Instruction
Write out all of the data without omission, exactly as shown.

Material for this task
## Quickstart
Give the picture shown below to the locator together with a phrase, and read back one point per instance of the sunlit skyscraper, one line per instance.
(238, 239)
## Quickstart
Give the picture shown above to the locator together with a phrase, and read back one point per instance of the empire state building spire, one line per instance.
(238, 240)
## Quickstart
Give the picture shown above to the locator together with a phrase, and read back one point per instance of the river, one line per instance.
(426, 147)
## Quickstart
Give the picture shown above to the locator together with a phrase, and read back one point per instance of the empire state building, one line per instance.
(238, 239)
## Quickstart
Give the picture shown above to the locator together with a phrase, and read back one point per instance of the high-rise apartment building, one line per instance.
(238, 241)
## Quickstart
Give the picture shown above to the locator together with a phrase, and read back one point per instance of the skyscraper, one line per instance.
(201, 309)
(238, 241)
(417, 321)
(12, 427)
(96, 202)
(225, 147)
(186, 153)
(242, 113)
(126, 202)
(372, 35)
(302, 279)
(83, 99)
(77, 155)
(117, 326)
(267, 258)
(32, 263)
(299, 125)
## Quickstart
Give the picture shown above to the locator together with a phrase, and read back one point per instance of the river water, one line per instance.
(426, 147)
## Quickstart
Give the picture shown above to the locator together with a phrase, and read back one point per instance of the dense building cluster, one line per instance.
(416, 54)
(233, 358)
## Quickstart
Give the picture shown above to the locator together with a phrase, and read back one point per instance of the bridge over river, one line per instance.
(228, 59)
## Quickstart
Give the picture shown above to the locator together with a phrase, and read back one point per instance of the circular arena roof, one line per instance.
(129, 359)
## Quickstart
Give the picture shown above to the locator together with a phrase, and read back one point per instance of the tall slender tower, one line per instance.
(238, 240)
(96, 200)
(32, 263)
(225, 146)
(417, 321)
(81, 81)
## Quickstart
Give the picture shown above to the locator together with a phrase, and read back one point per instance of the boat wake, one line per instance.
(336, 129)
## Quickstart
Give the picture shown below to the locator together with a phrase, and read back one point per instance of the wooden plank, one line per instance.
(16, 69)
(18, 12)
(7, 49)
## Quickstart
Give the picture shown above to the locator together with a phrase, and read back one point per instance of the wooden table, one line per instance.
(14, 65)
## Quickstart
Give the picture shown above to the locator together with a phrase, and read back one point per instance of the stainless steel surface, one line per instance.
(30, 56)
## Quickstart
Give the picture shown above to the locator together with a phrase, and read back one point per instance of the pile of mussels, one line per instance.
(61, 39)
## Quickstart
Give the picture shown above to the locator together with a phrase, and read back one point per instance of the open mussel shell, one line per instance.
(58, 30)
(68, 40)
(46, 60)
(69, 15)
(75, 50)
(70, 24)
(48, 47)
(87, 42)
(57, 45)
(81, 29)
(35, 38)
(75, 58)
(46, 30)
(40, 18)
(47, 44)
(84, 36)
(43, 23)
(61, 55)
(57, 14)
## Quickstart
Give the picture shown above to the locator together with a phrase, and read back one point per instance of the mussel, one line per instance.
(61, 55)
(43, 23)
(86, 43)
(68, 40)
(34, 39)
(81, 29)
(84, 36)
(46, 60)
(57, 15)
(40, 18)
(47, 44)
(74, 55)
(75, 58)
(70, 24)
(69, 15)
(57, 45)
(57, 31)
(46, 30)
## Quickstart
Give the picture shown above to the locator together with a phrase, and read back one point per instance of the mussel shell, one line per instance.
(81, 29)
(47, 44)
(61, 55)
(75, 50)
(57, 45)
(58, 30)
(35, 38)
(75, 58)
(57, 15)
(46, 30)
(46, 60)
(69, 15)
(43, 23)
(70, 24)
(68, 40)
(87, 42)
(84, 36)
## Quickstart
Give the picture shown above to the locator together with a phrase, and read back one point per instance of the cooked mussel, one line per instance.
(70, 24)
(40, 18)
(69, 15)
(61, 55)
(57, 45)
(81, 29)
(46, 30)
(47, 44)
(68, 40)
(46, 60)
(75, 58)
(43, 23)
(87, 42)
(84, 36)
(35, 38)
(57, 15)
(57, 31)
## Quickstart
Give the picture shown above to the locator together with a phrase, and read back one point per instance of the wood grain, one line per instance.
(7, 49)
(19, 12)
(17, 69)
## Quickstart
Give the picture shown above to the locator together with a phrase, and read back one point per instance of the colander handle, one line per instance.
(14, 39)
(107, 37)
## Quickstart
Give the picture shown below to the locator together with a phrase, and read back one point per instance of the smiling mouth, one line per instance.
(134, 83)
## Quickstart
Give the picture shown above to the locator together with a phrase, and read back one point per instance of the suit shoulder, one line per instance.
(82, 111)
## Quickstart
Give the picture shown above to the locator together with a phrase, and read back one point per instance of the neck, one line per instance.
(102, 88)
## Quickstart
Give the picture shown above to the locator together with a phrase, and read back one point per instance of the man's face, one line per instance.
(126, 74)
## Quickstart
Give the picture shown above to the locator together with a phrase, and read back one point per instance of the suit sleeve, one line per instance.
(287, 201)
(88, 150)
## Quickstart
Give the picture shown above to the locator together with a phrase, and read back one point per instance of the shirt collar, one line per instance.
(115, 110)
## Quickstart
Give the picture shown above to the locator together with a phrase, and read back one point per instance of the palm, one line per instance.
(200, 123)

Answer to the exercise
## Quickstart
Give the picture shown below to the locator together with a phrase, and read back one point per instance of the sunlit skyscraper, one line per instance.
(238, 239)
## Quickstart
Give the picture shown above to the locator together with a phrase, and read back one point per instance of the empire state building spire, one line per instance.
(238, 240)
## Quickstart
Give the picture shown above to the locator together with a phrase, and read back one point per instance of the river, one line per instance.
(426, 147)
## Quickstart
Give the picture shown above to the locator together with a phrase, and read back one point per instance of the empire state building, one line per instance.
(238, 239)
## Quickstart
Give the picture shown above to the locator together with a phrase, and read back one point per instance of the high-rise apartment building, one line per instance.
(238, 241)
## Quickstart
Give the picture shown above to the locator together with a phrase, and read back one point per instance of the skyscraper, one line per instance.
(201, 309)
(238, 241)
(417, 321)
(12, 427)
(96, 202)
(225, 147)
(186, 153)
(242, 113)
(126, 202)
(372, 35)
(302, 279)
(83, 99)
(77, 155)
(117, 326)
(267, 258)
(32, 263)
(299, 125)
## Quickstart
Give the picture shown above to the locator together with a phrase, and read back one point per instance of the river water, one line per instance.
(426, 147)
## Quickstart
Give the picture shown above to the locator together with a phrase, and read back one point per instance of the dense building cluster, one line per instance.
(416, 54)
(233, 358)
## Quickstart
Give the picture shown above to the locator together with a phrase, and read back one point per instance of the bridge over river, one line per instance.
(228, 59)
## Quickstart
Give the picture shown above to the locator together with a phrase, and read back one point per instance of the circular arena roof, one line per instance.
(129, 359)
## Quickstart
Give the picture shown above to the locator together with a phrase, and read back one point per instance of the tall slender tower, one line per instance.
(238, 240)
(96, 200)
(32, 263)
(225, 146)
(417, 321)
(81, 81)
## Quickstart
Give the picture shown above to the locator together with a phrase, and read back one point per instance of the boat wake, one line per instance.
(336, 129)
## Quickstart
Give the picture shown below to the locator together with a phrase, and read back one point per instance of the wooden plank, one line per instance.
(16, 69)
(18, 12)
(7, 49)
## Quickstart
Give the picture shown above to the locator together with a phrase, and read back one point per instance of the wooden table, one line per instance.
(14, 65)
## Quickstart
Give the picture shown above to the locator together with a phrase, and read back one point per instance of the stainless steel surface, one line per instance.
(30, 56)
## Quickstart
Give the picture shown above to the locator together with a phrase, and read back one point per instance of the pile of mussels, one line per instance.
(61, 39)
## Quickstart
Give the picture shown above to the locator together with a phrase, and read back one point per instance of the open mussel shell, one line per instance.
(58, 30)
(68, 40)
(46, 60)
(69, 15)
(75, 50)
(70, 24)
(48, 47)
(87, 42)
(57, 45)
(81, 29)
(35, 38)
(75, 58)
(46, 30)
(40, 18)
(47, 44)
(84, 36)
(43, 23)
(61, 55)
(57, 14)
## Quickstart
Give the picture shown above to the locator together with a phrase, and read back one point per instance of the mussel, one line per instance.
(61, 55)
(43, 23)
(86, 43)
(68, 40)
(34, 39)
(81, 29)
(84, 36)
(46, 60)
(57, 15)
(40, 18)
(47, 44)
(74, 55)
(75, 58)
(70, 24)
(69, 15)
(57, 45)
(57, 31)
(46, 30)
## Quickstart
Give the picture shown above to the locator together with a phrase, and read back one point per instance of the mussel shell, one line per instance.
(81, 29)
(47, 44)
(61, 55)
(75, 50)
(57, 45)
(58, 30)
(35, 38)
(75, 58)
(57, 15)
(46, 30)
(46, 60)
(69, 15)
(43, 23)
(70, 24)
(68, 40)
(87, 42)
(84, 36)
## Quickstart
Give the picture shown above to the locator together with a phrase, and read back one point per instance of the cooked mussel, one line per instance.
(70, 24)
(40, 18)
(69, 15)
(61, 55)
(57, 45)
(81, 29)
(46, 30)
(47, 44)
(68, 40)
(46, 60)
(75, 58)
(43, 23)
(87, 42)
(84, 36)
(35, 38)
(57, 15)
(57, 31)
## Quickstart
Give the picture shown above to the locator together with a phrase, and read back one point per instance of the wood grain, one line per instance.
(7, 49)
(19, 12)
(17, 69)
## Quickstart
Give the picture shown above to the locator together with a phrase, and read back one point per instance of the colander handle, one line per instance.
(14, 39)
(107, 37)
## Quickstart
Give the picture shown below to the locator together with a phrase, and read back one point per instance of the smiling mouth, one line per instance.
(134, 83)
## Quickstart
Give the picture shown above to the locator together with a phrase, and read back one point per instance of the suit shoulder, one line per instance.
(82, 111)
## Quickstart
Give the picture shown above to the locator together with a phrase, and read back one point per instance of the neck, one line per instance.
(102, 88)
## Quickstart
Give the picture shown above to the locator together with a phrase, and read back one point per instance of the man's face, one line per instance.
(126, 74)
## Quickstart
Give the picture shown above to the locator together with a phrase, and read back one point per instance of the suit sleeve, one line per instance.
(287, 201)
(88, 150)
## Quickstart
Give the picture shown above to the locator together with a phrase, and read back one point per instance of the shirt collar, one line per instance.
(115, 110)
## Quickstart
Give the picture shown above to the locator together with a phrase, and read back one point per instance of the palm, one line per instance.
(200, 123)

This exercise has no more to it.